→ SOURCE EXCERPT:

◆ ◆ ◆ ◆ ◆ ◆ ◆

They drew a distinction between services which are onerous and which ought to be national, and services which may be of advantage to particular districts, or particular ratepayers in districts, which were said to be beneficial to those ratepayers and in respect of which local payments ought to provide for the incidental expenses. As regards onerous payments, they included education, police, main roads, and the poor law. They said they were prima facie matters of national concern, and that the incidence of expense, so far as they were concerned, ought to be regulated not on the principle of benefit received but of ability to pay. That great question, the real question, to my mind, as regards what ought to be a very large measure of relief to the ratepayer, has been entirely omitted and put on one side so far as this Bill is concerned.

I entirely agree with shat was said in another place that the burden of rates is one of the most important considerations as regards many of our industries. I do not deny that for one moment, and it is not difficult, when we come to machinery and farm buildings, to suggest that those who would receive some relief in burdens would get a benefit as regards their business. That is self-evident; but that is only half the story. It is not a question whether machinery or farm buildings ought to have the remission which is suggested but it is whether, looking at the rating system as a whole, the large number of charges now placed upon it ought not to be placed on the national Exchequer. That is the real foundation which has to be laid before there is any great reform of our system of local taxation.

◆ ◆ ◆ ◆ ◆ ◆ ◆

Recorded data
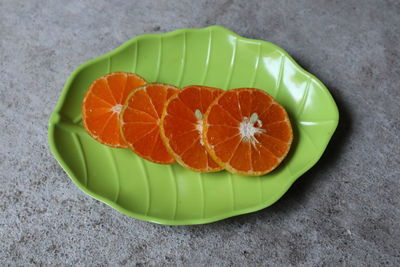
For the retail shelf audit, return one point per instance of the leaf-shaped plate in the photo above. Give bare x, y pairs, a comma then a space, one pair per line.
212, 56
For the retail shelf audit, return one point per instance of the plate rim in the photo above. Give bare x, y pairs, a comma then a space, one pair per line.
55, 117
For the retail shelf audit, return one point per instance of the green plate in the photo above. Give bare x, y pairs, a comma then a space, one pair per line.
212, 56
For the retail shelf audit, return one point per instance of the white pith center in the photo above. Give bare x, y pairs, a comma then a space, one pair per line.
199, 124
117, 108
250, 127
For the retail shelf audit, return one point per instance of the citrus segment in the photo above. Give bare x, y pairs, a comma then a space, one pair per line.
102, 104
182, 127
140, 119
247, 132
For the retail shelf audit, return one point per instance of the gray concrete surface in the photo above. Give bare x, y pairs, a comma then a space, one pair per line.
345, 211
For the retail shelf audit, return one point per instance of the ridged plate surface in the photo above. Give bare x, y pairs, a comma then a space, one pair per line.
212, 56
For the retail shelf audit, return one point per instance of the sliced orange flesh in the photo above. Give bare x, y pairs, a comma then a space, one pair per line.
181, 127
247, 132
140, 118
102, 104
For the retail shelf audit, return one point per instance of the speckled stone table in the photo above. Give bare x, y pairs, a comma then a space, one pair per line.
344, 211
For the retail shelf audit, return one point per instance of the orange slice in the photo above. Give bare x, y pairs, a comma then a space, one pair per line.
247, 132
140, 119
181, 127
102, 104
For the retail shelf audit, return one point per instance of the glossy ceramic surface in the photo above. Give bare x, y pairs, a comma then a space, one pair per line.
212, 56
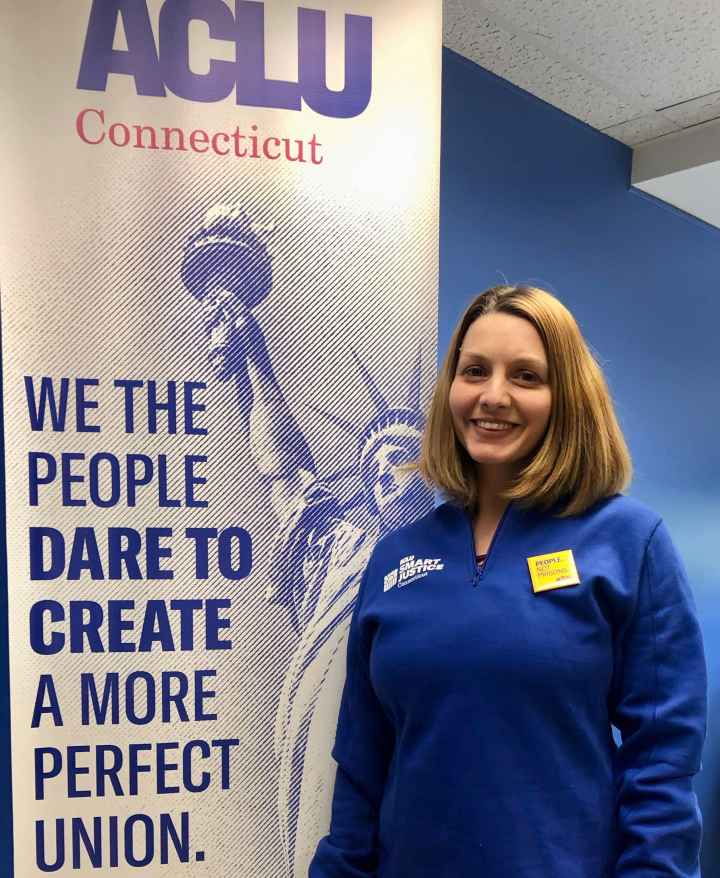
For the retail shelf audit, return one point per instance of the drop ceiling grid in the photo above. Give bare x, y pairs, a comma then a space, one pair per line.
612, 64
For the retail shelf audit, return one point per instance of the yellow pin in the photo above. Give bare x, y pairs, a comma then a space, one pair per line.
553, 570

◆ ◆ ◆ ◆ ◆ ◆ ◆

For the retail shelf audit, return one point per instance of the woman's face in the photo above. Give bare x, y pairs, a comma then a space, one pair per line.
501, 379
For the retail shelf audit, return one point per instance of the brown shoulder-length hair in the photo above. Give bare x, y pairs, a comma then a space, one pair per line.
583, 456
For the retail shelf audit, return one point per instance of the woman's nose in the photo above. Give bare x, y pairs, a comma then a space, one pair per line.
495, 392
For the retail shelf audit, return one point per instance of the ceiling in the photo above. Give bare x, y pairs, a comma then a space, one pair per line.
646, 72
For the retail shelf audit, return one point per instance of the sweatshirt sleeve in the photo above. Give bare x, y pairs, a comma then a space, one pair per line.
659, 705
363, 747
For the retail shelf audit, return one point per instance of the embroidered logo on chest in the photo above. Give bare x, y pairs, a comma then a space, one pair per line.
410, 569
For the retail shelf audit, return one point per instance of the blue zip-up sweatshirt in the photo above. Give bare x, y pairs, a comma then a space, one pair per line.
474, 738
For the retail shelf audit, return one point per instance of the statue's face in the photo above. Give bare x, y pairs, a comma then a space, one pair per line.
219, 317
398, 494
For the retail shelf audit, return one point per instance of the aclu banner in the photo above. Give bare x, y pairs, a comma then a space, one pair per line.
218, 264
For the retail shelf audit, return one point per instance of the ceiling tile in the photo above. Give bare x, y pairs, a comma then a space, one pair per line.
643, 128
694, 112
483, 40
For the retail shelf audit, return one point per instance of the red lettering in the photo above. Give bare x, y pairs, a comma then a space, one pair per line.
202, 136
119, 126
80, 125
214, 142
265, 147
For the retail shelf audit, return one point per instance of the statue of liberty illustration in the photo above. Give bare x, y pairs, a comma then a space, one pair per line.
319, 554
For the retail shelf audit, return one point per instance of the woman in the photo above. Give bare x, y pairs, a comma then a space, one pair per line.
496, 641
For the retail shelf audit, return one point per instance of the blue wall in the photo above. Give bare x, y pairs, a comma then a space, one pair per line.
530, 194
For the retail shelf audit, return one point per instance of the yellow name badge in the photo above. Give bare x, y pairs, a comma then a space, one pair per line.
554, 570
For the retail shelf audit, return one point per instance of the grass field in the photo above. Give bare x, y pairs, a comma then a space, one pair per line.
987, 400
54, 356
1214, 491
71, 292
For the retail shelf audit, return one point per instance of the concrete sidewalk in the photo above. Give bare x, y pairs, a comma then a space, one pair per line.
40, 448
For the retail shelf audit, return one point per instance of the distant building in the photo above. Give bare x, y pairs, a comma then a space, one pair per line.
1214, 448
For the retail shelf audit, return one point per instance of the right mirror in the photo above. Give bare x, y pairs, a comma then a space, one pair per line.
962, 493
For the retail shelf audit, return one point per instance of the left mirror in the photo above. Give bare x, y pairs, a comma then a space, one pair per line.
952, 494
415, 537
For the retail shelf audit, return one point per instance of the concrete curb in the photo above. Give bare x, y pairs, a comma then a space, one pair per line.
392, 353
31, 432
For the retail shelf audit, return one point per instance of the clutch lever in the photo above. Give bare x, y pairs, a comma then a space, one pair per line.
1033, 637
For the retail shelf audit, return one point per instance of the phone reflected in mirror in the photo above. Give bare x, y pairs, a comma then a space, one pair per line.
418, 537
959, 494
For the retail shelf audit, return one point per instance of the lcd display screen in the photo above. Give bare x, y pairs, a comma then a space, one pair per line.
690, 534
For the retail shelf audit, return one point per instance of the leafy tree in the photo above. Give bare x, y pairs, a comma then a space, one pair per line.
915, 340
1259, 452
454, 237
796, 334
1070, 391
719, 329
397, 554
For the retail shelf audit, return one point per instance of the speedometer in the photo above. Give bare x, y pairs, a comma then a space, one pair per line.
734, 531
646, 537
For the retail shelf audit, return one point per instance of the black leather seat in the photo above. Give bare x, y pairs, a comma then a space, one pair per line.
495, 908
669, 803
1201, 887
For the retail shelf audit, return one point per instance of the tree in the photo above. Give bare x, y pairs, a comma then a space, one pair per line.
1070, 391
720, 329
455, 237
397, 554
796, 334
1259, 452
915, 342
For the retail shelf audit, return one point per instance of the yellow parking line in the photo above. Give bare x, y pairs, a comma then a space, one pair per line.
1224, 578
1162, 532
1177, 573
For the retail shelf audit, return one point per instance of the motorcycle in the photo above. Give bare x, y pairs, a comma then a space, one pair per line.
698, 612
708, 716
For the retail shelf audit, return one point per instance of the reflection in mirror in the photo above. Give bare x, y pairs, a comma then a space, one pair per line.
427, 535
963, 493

◆ ◆ ◆ ◆ ◆ ◆ ◆

→ AIM 1: In the speech on local rates, which services are named as onerous payments?
→ AIM 2: Reproduce the part of the speech on local rates that begins at the words "I entirely agree" and stops after the words "of local taxation.".

→ WRITTEN SOLUTION 1: education, police, main roads, the poor law

→ WRITTEN SOLUTION 2:
I entirely agree with shat was said in another place that the burden of rates is one of the most important considerations as regards many of our industries. I do not deny that for one moment, and it is not difficult, when we come to machinery and farm buildings, to suggest that those who would receive some relief in burdens would get a benefit as regards their business. That is self-evident; but that is only half the story. It is not a question whether machinery or farm buildings ought to have the remission which is suggested but it is whether, looking at the rating system as a whole, the large number of charges now placed upon it ought not to be placed on the national Exchequer. That is the real foundation which has to be laid before there is any great reform of our system of local taxation.